Coordinate annotation items:
◇ ◇ ◇

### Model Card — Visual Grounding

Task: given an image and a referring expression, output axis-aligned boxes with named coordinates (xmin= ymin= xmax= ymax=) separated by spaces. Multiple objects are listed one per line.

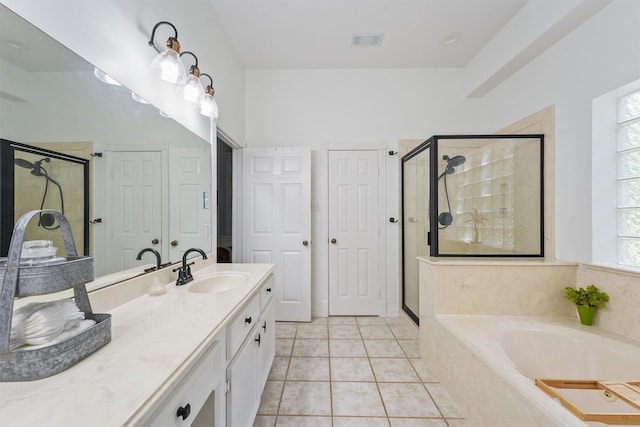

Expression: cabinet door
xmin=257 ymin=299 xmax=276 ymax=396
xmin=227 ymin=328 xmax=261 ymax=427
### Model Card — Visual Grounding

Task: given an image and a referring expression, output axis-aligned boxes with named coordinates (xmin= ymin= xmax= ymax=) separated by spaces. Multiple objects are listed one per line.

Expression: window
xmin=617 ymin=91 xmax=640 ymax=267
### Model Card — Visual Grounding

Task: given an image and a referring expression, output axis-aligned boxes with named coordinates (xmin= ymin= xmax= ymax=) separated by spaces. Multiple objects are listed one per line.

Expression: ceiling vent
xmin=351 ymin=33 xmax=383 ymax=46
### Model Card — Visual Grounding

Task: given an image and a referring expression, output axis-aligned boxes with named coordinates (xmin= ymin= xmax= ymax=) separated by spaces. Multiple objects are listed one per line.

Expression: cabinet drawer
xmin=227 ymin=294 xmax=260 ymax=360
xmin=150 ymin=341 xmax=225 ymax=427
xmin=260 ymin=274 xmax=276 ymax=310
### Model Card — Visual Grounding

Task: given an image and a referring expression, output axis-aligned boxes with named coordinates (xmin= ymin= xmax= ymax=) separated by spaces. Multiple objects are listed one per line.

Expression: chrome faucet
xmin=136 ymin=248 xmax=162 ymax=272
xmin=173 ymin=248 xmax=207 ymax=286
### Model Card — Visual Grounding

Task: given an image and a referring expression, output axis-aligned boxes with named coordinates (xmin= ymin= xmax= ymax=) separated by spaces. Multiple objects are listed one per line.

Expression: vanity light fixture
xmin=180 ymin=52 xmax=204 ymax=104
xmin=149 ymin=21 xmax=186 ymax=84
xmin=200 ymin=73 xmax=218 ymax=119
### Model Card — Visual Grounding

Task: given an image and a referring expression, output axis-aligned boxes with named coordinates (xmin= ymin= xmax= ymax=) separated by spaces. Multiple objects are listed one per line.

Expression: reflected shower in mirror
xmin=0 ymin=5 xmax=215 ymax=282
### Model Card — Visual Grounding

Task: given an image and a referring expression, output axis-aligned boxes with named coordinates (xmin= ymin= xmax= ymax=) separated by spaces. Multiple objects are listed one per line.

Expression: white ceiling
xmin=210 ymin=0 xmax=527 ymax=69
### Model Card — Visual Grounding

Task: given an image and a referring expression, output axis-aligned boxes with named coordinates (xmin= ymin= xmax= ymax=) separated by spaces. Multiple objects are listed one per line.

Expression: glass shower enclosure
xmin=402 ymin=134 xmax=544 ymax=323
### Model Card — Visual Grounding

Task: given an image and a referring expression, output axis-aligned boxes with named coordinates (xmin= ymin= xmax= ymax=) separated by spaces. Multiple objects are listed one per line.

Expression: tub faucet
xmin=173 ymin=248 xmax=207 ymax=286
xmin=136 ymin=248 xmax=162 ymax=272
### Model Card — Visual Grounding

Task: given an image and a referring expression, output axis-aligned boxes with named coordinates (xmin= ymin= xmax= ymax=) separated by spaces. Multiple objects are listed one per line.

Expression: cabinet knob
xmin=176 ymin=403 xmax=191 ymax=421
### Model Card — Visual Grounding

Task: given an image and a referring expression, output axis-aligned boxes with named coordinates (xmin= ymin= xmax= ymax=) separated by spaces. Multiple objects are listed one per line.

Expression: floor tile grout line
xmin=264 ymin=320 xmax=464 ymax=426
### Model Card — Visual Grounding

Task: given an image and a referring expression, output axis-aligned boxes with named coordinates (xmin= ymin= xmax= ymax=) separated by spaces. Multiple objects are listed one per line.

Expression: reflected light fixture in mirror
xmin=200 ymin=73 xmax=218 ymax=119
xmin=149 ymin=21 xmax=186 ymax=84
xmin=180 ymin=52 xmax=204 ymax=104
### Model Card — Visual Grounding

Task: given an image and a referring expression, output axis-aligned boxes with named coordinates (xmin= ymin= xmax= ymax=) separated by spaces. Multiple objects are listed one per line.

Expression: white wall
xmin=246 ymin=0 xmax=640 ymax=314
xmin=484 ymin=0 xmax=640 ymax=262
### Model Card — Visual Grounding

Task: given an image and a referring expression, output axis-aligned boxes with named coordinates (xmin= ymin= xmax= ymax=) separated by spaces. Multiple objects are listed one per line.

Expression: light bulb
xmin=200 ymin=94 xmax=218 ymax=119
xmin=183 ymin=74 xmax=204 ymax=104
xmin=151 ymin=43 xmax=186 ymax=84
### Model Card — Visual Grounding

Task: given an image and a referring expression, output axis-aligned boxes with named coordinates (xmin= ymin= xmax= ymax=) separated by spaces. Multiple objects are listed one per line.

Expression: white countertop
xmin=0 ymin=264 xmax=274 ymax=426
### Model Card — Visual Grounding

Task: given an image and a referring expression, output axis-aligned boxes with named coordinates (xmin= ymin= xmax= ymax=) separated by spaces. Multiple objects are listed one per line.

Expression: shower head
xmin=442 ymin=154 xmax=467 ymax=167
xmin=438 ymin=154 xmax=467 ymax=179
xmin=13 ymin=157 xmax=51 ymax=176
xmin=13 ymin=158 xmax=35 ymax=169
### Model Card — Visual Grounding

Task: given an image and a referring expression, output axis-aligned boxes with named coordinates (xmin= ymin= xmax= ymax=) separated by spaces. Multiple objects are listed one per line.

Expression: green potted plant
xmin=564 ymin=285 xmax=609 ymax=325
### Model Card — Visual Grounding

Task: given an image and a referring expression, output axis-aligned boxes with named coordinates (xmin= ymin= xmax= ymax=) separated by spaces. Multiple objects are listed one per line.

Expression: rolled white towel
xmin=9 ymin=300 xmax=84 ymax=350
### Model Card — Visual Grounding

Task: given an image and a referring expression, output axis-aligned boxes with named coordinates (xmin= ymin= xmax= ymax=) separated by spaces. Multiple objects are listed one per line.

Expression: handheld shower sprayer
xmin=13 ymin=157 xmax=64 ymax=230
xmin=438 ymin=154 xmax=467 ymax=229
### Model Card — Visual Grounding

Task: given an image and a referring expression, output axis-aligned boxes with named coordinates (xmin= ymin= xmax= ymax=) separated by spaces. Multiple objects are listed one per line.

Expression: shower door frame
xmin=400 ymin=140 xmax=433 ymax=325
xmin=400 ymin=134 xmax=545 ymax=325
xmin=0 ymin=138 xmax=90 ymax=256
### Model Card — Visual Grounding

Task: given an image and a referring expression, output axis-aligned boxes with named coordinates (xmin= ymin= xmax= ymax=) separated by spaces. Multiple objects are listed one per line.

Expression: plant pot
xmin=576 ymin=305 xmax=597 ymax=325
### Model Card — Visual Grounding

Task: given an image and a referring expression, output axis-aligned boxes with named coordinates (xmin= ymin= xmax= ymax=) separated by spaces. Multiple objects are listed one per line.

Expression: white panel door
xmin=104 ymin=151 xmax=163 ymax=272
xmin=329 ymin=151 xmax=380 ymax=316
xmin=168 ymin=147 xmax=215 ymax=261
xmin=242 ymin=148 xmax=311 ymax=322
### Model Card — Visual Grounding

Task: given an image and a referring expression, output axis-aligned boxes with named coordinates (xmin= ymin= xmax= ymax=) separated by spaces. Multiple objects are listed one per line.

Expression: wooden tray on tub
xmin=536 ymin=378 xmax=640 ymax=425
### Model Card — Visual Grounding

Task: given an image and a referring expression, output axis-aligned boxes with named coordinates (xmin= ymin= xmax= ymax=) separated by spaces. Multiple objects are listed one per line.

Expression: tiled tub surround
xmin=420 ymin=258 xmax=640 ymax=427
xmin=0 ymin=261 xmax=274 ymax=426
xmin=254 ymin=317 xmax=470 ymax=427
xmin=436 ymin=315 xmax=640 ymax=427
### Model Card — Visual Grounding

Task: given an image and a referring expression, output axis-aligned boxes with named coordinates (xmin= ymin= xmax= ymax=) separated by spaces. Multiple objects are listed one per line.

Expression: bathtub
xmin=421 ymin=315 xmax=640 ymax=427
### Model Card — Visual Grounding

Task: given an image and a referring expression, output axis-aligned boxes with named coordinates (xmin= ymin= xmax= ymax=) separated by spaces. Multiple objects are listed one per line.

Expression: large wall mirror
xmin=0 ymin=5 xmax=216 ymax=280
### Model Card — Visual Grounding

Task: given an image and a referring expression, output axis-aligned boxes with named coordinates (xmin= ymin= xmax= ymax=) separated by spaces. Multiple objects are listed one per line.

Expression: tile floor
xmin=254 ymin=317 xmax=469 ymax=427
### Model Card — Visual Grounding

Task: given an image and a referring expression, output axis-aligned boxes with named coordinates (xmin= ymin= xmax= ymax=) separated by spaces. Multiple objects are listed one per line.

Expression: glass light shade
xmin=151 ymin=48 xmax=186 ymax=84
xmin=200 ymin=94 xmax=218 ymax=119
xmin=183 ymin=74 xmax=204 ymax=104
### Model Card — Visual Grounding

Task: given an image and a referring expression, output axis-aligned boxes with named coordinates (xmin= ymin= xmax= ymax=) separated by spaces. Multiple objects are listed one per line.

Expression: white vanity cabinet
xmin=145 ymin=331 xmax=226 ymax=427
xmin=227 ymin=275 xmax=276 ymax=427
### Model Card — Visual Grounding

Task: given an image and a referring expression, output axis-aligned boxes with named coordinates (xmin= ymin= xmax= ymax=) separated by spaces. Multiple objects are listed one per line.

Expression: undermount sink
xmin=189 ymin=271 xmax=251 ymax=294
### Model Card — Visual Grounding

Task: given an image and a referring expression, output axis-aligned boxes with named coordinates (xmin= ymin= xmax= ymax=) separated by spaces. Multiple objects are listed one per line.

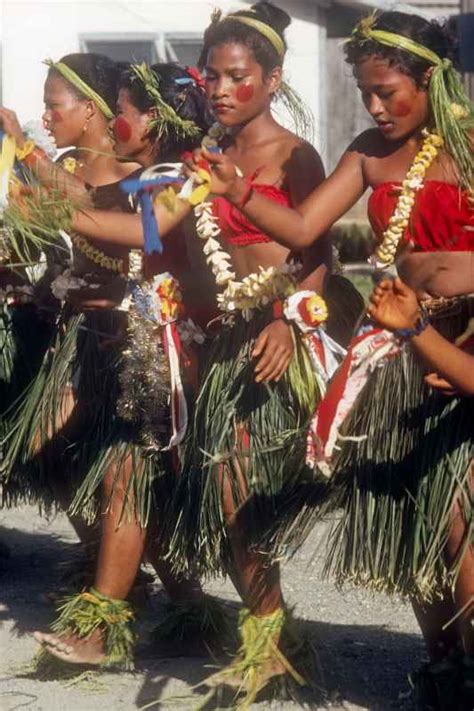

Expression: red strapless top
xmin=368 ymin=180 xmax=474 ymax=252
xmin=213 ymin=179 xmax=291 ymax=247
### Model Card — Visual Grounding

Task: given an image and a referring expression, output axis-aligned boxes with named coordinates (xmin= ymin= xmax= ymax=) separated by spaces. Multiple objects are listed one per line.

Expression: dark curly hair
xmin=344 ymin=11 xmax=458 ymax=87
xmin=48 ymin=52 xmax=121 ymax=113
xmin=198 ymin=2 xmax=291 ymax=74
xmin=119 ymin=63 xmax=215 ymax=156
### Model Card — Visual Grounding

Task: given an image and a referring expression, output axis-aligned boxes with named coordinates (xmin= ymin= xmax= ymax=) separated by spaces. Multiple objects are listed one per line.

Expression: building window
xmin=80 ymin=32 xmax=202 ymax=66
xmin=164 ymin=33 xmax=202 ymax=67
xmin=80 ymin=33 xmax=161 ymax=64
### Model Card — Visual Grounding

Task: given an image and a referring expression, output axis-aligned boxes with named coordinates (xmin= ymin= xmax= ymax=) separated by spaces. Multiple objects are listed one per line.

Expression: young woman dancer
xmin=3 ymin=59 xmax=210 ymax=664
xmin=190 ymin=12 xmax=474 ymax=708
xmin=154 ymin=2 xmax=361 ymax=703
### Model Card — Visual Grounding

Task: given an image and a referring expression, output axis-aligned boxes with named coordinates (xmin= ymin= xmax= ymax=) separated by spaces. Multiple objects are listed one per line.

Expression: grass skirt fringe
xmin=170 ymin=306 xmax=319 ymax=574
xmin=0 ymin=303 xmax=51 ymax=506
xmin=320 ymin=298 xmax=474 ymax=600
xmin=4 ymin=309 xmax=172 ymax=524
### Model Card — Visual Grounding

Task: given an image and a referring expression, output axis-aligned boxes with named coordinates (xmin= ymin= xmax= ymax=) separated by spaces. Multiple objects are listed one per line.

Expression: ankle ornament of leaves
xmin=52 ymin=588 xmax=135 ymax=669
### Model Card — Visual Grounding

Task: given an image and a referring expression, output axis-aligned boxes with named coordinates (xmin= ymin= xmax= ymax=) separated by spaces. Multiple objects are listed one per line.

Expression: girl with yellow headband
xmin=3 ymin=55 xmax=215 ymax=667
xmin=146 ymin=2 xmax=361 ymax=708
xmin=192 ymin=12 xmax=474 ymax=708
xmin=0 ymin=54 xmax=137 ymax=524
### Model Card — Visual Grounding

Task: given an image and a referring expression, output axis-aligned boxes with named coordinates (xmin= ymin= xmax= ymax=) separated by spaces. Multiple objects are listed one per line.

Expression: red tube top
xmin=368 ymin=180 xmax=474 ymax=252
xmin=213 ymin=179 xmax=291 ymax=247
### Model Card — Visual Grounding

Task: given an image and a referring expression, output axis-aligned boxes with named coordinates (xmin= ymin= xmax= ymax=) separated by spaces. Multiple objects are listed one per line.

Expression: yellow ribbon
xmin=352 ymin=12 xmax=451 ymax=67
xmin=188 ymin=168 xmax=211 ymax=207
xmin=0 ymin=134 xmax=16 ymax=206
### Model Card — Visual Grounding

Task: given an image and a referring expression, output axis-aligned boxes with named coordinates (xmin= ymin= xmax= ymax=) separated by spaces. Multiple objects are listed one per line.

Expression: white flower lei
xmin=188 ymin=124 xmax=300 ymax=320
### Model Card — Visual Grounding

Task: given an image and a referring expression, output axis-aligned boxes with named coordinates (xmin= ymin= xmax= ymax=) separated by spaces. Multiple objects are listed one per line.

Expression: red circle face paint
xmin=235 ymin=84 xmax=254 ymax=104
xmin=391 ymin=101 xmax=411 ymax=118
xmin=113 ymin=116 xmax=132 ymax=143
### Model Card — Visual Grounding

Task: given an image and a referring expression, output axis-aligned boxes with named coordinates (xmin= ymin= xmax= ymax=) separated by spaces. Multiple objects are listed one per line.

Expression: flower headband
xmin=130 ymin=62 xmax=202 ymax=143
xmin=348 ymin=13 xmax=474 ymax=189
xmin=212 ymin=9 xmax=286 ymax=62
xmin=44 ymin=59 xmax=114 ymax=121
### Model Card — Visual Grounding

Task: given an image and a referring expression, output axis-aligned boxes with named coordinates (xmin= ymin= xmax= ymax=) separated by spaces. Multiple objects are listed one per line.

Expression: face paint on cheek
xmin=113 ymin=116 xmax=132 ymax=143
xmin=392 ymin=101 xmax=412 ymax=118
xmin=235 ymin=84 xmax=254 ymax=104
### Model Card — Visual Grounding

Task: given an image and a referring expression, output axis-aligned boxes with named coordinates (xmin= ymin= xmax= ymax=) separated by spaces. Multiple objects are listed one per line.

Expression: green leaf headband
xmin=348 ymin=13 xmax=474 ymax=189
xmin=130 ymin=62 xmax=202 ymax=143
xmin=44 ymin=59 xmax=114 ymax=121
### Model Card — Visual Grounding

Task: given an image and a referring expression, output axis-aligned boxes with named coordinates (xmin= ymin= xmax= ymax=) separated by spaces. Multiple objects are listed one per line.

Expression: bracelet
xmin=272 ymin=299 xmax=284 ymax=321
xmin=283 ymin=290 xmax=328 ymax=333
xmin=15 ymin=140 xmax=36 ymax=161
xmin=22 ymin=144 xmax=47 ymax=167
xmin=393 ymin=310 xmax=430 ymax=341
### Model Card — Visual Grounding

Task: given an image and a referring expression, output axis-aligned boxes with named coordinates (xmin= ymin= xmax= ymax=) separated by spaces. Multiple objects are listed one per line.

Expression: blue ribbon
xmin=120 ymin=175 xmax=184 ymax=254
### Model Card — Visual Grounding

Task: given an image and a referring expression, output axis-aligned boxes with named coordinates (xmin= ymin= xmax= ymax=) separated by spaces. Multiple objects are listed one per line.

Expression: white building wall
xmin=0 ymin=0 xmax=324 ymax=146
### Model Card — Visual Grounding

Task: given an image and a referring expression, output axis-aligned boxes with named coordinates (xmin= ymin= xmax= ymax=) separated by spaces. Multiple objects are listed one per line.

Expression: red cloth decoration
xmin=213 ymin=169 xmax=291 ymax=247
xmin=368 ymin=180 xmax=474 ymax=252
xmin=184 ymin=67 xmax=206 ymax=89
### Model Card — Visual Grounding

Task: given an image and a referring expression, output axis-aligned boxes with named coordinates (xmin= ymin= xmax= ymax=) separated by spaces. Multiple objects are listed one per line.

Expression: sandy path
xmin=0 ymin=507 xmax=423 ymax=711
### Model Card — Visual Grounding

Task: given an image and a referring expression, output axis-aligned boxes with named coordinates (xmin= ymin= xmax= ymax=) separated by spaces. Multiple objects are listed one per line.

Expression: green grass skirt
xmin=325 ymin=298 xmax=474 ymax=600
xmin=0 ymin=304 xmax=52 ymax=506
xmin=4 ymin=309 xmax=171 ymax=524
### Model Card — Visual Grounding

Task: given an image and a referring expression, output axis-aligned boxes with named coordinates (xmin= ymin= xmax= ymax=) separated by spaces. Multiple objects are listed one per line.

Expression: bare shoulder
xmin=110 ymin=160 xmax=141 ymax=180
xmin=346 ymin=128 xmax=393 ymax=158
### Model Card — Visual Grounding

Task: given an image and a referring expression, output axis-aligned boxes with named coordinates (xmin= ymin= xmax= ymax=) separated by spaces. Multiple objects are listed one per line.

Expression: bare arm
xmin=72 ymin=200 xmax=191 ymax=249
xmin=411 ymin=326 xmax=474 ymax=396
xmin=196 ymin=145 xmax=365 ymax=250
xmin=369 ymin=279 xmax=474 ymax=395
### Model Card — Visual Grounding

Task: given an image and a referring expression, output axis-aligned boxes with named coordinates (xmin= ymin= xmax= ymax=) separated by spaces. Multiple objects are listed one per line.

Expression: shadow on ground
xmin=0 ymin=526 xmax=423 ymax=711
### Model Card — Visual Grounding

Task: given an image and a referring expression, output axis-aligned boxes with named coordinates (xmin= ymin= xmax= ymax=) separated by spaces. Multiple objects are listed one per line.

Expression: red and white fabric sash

◇ ◇ ◇

EXERCISE DESCRIPTION - Return every line of the items above that contains the word "yellow", treating uppercase and lowercase as different.

TASK RESPONSE -
Expression: girl with yellow headband
Expression: yellow ribbon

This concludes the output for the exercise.